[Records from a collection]
★ ★ ★ ★

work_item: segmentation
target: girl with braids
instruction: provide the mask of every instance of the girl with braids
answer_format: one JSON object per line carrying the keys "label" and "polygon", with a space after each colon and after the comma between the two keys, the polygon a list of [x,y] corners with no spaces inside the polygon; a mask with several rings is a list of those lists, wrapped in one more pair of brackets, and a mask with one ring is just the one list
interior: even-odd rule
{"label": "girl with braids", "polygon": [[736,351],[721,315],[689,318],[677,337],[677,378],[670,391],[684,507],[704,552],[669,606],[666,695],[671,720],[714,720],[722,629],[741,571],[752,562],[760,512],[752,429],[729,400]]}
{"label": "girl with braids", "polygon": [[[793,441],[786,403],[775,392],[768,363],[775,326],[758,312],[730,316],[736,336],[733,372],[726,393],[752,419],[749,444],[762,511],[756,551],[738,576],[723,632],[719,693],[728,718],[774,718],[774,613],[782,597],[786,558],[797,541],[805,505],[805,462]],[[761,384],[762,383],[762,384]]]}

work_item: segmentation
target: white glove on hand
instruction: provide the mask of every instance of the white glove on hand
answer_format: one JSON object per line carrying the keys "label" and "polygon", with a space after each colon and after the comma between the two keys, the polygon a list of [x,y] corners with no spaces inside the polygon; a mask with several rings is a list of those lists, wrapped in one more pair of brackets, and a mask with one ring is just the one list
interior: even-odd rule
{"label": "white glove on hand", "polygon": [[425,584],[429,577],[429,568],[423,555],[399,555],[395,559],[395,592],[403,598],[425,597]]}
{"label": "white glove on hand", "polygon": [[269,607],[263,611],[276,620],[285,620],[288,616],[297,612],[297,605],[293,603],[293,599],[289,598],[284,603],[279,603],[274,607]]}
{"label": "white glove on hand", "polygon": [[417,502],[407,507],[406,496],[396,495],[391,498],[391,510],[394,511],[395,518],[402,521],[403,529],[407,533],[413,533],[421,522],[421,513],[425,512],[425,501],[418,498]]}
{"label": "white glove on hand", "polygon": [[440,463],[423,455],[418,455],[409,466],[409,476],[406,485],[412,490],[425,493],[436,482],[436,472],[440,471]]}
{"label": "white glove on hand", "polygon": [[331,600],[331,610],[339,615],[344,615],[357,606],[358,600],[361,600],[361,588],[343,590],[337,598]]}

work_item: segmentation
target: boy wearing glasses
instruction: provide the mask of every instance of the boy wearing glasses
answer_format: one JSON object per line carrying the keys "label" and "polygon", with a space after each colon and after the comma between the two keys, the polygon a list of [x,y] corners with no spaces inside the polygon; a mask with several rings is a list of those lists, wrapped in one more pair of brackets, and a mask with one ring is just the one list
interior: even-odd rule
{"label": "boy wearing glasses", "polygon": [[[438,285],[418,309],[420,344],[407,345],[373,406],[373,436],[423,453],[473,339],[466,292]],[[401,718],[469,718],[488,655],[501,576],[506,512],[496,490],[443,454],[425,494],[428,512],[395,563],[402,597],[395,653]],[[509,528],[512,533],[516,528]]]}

★ ★ ★ ★

# Required task
Identify every line in the material above that contains the word "instruction", and copy each of those lines.

# Answer to this problem
instruction: provide the mask of every instance of the girl with braids
instruction: provide the mask of every instance of the white glove on hand
instruction: provide the mask of every instance of the boy wearing glasses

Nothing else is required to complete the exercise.